Semoga amal kebaikan dari semua pihak yang telah penulis sebutkan akan mendapatkan imbalan dari Tuhan Yang Maha Esa.
            Akhirnya penulis berharap semoga laporan ini bermanfaat khususnya bagi penulis dan umumnya bagi pembaca. Penulis menyadari dalam penulisan laporan ini masih banyak kesalahan dan kekurangan karena keterbatasan penulis. Oleh karena itu penulis mengharapkan saran dan kritik yang bersifat membangun untuk kemajuan penulisan laporan ini.


                                                                                            Surakarta,  30 Mei 2013

                                                                                                          Penulis

PENDAHULUAN

            Secara geografis Kepulauan Raja Ampat terletak di Prosvinsi Papua Barat. Raja Ampat dinobatkan menjadi sebuah kabupaten pada tahun 2003 setelah sebelumnya masuk sebagai distrik atau salah satu kecamatan di Kabupaten Sorong. Raja Ampat sendiri  memiliki 610 pulau yang mana shanya terdapat sekitar 35 pulau yang sudah berpenghuni serta 4 pulau utamanya antara lain Pulau Waigeo, Pulau Salawati, Pulau Misool dan Pulau Batanta.
            Kondisi daripada Kepulauan Raja Ampat yang amat begitu beragam dalam hal proses pembentukannya serta keberagaman geologinya. Keberagaman geologi sendiri dapat diaartikan atau didefinisikan sebagai suatu variasi bentukan-bentukan geologi yang meliputi batuan, mineral, fosil, air dan juga struktur geologi, bentang alam serta proses geologi.

Data yang Diberikan:
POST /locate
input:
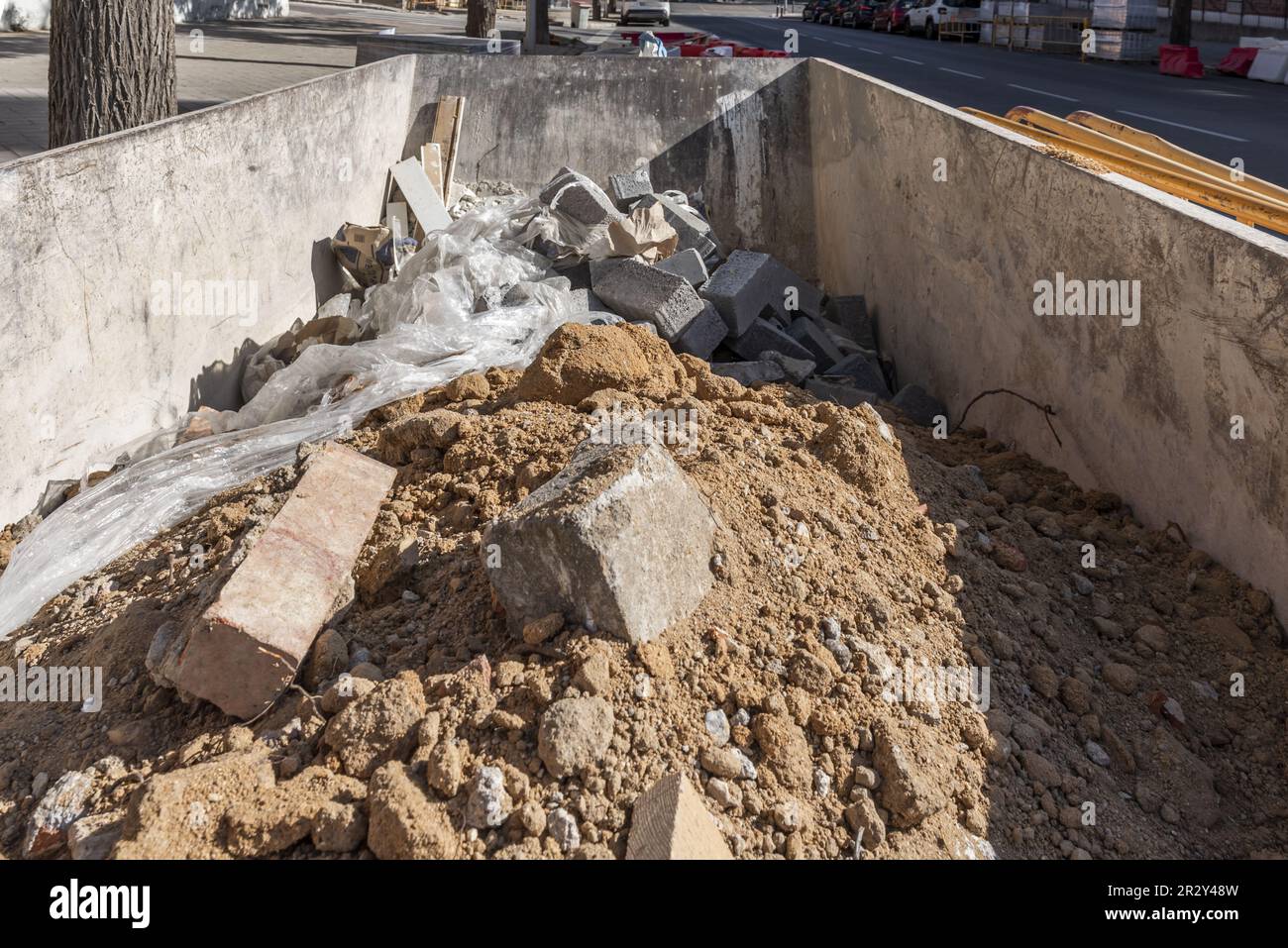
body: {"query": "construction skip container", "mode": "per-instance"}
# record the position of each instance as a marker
(943, 222)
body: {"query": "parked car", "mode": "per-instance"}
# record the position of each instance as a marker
(927, 14)
(836, 12)
(645, 12)
(893, 17)
(859, 14)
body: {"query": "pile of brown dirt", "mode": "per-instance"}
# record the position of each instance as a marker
(1133, 708)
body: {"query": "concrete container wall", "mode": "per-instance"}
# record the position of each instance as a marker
(951, 263)
(146, 264)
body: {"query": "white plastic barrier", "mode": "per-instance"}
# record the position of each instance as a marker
(1270, 65)
(25, 14)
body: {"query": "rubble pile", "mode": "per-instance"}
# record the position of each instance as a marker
(626, 601)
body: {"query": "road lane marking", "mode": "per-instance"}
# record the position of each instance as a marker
(1179, 125)
(1038, 91)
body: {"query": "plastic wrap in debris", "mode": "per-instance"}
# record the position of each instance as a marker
(472, 298)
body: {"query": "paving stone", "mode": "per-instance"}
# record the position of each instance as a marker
(700, 337)
(814, 338)
(763, 335)
(754, 372)
(866, 372)
(638, 291)
(688, 264)
(741, 288)
(619, 541)
(244, 649)
(851, 314)
(627, 188)
(842, 394)
(669, 820)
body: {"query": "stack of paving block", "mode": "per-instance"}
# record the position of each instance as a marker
(747, 313)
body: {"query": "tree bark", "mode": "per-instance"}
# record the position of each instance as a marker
(542, 21)
(480, 18)
(1181, 22)
(111, 67)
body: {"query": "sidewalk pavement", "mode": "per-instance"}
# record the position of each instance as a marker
(220, 62)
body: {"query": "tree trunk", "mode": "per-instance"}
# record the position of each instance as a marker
(542, 22)
(1181, 22)
(480, 18)
(111, 67)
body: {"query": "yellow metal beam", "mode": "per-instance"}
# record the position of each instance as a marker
(1080, 133)
(1160, 146)
(1222, 198)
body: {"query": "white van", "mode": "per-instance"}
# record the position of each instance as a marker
(926, 16)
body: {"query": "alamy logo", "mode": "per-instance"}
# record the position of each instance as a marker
(206, 298)
(618, 425)
(948, 685)
(53, 685)
(1117, 298)
(73, 900)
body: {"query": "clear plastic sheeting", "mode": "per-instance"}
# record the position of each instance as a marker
(445, 314)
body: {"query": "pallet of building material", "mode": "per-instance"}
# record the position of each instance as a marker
(1125, 14)
(1125, 46)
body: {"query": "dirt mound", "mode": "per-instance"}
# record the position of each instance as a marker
(579, 361)
(906, 653)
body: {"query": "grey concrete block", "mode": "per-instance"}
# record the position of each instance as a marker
(739, 290)
(700, 337)
(814, 338)
(754, 372)
(597, 269)
(763, 335)
(918, 404)
(627, 188)
(688, 264)
(795, 369)
(851, 314)
(806, 299)
(619, 541)
(842, 394)
(864, 371)
(639, 291)
(587, 301)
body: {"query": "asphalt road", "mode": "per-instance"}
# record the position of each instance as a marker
(1218, 116)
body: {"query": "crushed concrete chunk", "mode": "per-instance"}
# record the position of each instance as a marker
(918, 404)
(245, 648)
(600, 540)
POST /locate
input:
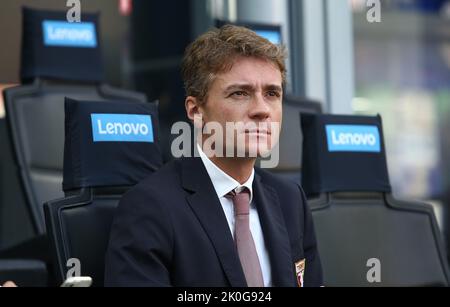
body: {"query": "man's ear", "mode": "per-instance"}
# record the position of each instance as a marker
(193, 109)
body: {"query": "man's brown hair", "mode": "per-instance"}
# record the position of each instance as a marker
(215, 52)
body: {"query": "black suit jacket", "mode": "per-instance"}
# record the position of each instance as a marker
(170, 230)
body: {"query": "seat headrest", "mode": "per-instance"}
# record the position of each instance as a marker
(109, 143)
(55, 48)
(343, 153)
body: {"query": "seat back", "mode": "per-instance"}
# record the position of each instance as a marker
(290, 151)
(365, 237)
(96, 174)
(35, 111)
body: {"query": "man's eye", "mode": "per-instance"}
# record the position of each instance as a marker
(239, 93)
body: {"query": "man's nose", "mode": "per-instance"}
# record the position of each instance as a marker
(259, 108)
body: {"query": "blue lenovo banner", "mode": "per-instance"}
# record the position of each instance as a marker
(122, 128)
(353, 138)
(66, 34)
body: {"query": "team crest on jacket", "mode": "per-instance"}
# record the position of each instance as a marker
(300, 272)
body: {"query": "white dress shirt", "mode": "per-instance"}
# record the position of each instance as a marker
(223, 184)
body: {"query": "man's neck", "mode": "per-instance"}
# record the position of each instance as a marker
(240, 169)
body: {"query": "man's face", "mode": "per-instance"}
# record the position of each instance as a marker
(249, 96)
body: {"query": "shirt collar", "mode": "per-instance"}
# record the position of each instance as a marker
(222, 182)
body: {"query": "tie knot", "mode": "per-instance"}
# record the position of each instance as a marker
(241, 201)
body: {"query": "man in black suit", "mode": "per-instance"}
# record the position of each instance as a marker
(216, 220)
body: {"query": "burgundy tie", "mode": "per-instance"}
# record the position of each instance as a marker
(244, 240)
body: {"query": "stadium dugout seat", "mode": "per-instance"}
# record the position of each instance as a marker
(290, 144)
(365, 236)
(96, 174)
(53, 67)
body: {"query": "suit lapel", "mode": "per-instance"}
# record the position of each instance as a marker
(275, 233)
(204, 202)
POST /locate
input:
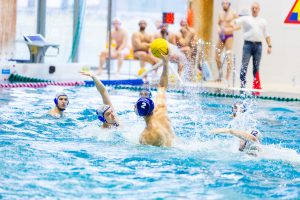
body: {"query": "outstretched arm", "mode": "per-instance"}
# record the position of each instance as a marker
(238, 133)
(164, 76)
(163, 84)
(100, 87)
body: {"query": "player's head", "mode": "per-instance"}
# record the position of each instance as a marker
(142, 25)
(183, 23)
(61, 101)
(146, 93)
(238, 108)
(226, 5)
(144, 107)
(116, 22)
(164, 28)
(106, 114)
(255, 8)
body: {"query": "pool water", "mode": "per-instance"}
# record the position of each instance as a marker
(73, 158)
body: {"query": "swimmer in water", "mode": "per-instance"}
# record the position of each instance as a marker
(105, 112)
(250, 140)
(158, 130)
(61, 101)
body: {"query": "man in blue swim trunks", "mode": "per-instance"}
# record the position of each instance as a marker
(158, 130)
(225, 32)
(61, 101)
(250, 140)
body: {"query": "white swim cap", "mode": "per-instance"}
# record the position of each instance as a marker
(101, 111)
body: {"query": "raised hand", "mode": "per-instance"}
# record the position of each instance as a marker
(219, 130)
(87, 73)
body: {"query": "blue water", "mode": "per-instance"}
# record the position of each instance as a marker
(72, 158)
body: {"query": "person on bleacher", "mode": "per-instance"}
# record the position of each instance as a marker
(140, 43)
(120, 48)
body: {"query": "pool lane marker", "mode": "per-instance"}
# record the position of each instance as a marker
(213, 94)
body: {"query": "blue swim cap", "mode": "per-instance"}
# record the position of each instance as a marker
(146, 93)
(144, 106)
(59, 94)
(239, 107)
(101, 111)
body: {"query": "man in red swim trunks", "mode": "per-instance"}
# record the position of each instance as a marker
(225, 30)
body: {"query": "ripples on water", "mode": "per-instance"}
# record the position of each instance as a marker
(42, 157)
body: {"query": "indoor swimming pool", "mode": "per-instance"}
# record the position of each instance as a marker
(73, 158)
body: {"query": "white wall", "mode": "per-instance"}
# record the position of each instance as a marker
(283, 66)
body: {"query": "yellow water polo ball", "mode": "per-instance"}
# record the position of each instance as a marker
(159, 47)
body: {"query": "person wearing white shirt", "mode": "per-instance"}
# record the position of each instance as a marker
(255, 31)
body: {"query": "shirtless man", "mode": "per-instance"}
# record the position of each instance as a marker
(61, 101)
(140, 43)
(186, 42)
(225, 30)
(105, 112)
(120, 38)
(165, 34)
(158, 130)
(186, 38)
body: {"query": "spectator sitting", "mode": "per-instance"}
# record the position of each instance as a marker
(140, 43)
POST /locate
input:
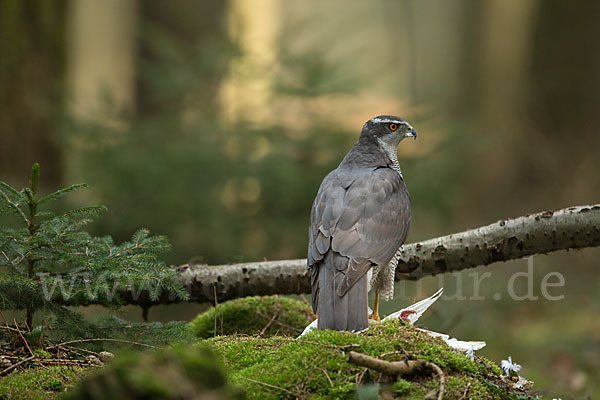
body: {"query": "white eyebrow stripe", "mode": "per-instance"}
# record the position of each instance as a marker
(389, 121)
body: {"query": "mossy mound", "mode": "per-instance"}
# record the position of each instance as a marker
(251, 315)
(39, 383)
(316, 366)
(182, 372)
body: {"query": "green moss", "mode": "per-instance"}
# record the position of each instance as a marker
(250, 315)
(401, 386)
(316, 366)
(39, 383)
(181, 372)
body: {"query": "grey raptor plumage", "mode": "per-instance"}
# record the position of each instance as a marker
(359, 220)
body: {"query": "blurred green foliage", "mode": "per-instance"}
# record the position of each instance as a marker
(503, 94)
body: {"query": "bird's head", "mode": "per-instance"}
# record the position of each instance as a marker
(387, 130)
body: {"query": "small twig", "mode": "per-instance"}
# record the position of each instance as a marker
(23, 361)
(401, 351)
(360, 375)
(464, 396)
(327, 376)
(269, 323)
(215, 293)
(23, 337)
(104, 340)
(271, 386)
(8, 328)
(397, 368)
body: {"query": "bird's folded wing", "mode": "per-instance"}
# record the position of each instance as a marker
(363, 215)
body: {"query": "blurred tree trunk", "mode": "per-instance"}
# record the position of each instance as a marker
(102, 58)
(247, 92)
(31, 73)
(509, 239)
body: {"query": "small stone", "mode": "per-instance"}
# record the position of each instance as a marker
(105, 356)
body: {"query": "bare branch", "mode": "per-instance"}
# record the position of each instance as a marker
(545, 232)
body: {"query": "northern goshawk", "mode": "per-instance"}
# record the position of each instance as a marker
(359, 220)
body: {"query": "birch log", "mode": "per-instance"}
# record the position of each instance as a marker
(508, 239)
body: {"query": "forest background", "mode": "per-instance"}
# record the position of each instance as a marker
(214, 122)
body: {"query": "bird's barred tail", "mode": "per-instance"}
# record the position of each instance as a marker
(341, 313)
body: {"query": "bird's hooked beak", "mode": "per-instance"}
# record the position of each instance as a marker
(411, 133)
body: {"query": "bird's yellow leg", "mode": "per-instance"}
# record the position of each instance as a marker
(375, 315)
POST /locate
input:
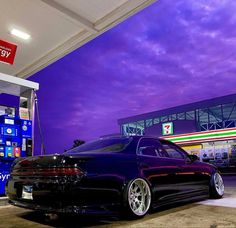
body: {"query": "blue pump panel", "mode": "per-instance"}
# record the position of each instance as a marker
(26, 128)
(14, 137)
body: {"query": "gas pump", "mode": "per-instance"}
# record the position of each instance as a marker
(16, 131)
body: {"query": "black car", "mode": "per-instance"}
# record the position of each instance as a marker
(119, 174)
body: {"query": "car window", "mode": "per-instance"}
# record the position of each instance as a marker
(173, 151)
(150, 147)
(102, 146)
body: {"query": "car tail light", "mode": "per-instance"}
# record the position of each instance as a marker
(64, 171)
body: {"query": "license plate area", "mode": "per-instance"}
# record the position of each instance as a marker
(27, 192)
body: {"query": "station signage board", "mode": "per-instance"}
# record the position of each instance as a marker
(7, 52)
(167, 128)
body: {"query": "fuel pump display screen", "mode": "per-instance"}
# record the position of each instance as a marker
(9, 131)
(9, 121)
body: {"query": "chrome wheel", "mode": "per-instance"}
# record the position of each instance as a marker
(139, 197)
(219, 185)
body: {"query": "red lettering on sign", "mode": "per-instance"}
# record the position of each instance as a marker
(7, 52)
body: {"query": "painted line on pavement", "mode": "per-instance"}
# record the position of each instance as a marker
(224, 202)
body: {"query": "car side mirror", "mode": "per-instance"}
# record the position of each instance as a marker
(193, 157)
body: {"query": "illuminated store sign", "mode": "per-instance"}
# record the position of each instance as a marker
(167, 128)
(7, 52)
(206, 136)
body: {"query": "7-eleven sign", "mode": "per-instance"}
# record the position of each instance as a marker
(167, 128)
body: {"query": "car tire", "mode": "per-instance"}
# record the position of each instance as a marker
(216, 186)
(137, 199)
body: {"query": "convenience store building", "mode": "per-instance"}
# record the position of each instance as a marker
(205, 128)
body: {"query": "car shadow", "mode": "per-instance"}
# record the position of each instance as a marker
(68, 221)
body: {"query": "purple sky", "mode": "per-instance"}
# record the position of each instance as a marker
(173, 52)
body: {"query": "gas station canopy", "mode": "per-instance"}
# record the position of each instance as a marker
(57, 27)
(15, 86)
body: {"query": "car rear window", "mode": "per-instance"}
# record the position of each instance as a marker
(102, 146)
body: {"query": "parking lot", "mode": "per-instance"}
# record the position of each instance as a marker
(208, 213)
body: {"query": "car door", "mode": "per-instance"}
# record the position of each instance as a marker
(190, 178)
(157, 168)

Tujuan A: Salin bagian teks tentang Kepulauan Raja Ampat tanpa mengubah apa pun. Mulailah pada kata-kata yang memuat "Kondisi daripada Kepulauan" dan berhentilah setelah "serta proses geologi.".
Tujuan B: Teruskan teks tentang Kepulauan Raja Ampat, mulai setelah kalimat terakhir yang ditampilkan.

Hasil A:
Kondisi daripada Kepulauan Raja Ampat yang amat begitu beragam dalam hal proses pembentukannya serta keberagaman geologinya. Keberagaman geologi sendiri dapat diaartikan atau didefinisikan sebagai suatu variasi bentukan-bentukan geologi yang meliputi batuan, mineral, fosil, air dan juga struktur geologi, bentang alam serta proses geologi.

Hasil B:
Latar Belakang
            Kepulauan Raja Ampat adalah merupakan daerah yang memiliki kondisi geologi yang unik dan luar biasa. Bagaimana tidak, Kepulauan yang terdiri dari empat pulau utama, yakni Pulau Misool, Pulau Salawati, Pulau Batanta dan Pulau Waigeo ini terdsusun atas batuan-batuan karst yang mana karst sendiri adalah merupakan hasil dari pelapukan-pelapukan organisme bawah laut seperti kerang. Ini berarti pada zaman sebelum terbentuknya Kepulauan Raja Ampat, kondisi Raja Ampat adalah berada di dalam perairan yang kemudian terjadi pergerakan yang mengakibatkan timbulnya pengangkatan terhadap Kepulauan Raja Ampat hingga seperti sekarang ini.
            Keberadaan Kepualauan Raja Ampat merupakan cerminan yang menarik dri proses geologi yang panjang pad awal proses pembentukannya. Secara geologi, terbentuknya kepulauan Raja Ampat tidak terlepas dari prmbentukan Pulau Papua yang berada pada bagian tepi lempeng Indo-Australia. Hal ini tentu saja menjadi ketertarikan tersendiri untuk lebih mendalami keadaan atau kondisi Kepulauan Raja Ampat dari awal terbentuk hingga seperti sekarang ini.
Rumusan Masalah
            Adapun rumusan masalah yang di ambil dari latar belakang di atas adalah sebagai berikut :
-          Bagaimana proses daripada terjadinya atau terbentuknya Kepulauan Raja Ampat ?
-          Bagaimana kondisi Kepulauan Raja Ampat ?
-          Bagaimana struktur batuan (litologi) yang menyusun Kepulauan Raja Ampat ?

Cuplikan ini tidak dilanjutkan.